In the speech text below, what did Abigail Ortiz teach the speaker that solidarity means?

→ **Text shown**
^^^^^^^^^^^^^^^^
Entitled, “What are we ready to risk? Academia, advocacy, and activism,” Dr. Arbeit’s speech addressed the concept of solidarity and risk sharing, particularly in an academic context.

 

Below is the full text of the speech, which is also available on Dr. Arbeit’s blog, Sex Ed Transforms:

As the non-indictment verdict arrived, I was working on my dissertation. Darren Wilson, the officer who killed Michael Brown, will have no trial. The people of Ferguson protest: Black Lives Matter. They call for an end to business as usual, but my business as usual was just getting good. I wanted to write my dissertation and I really, really wanted this degree.

And I was tired. Business as usual is exhausting and there’s no energy left for protests and movement building and solidarity.

 

Abigail Ortiz taught me that solidarity means sharing risk. I ask myself what risks I am willing to share as a white person in solidarity with people of color: Am I willing to risk arrest? Injury? Reputation? Career?

The system is built to maintain itself.

 

In the first month of 2015, four black trans women were murdered. Racism, sexism, homophobia, transphobia. The intersectionality of oppression is life and death.

Alicia Garza writes:
“Black Lives Matter affirms the lives of Black queer and trans folks, disabled folks, Black-undocumented folks, folks with records, women and all Black lives along the gender spectrum.

Morgan Collado writes:
Support for trans women dwindles when we are still alive… It points to who is valuable and who is disposable. If you’re not a trans woman… think long and hard about the ways that you’re supporting trans women in your community. Do you see trans women in public community spaces? How are your actions pushing them out? 

I learned to do academic work that could inform advocacy.

 

But these systems are built to maintain themselves.
^^^^^^^^^^^^^^^^
→ **Given material**
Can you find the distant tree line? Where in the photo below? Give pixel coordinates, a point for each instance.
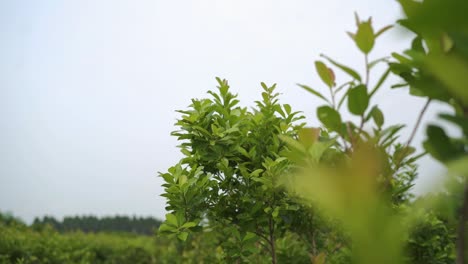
(136, 225)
^^^^^^^^^^^^^^^^
→ **Correct answer**
Solidarity means sharing risk.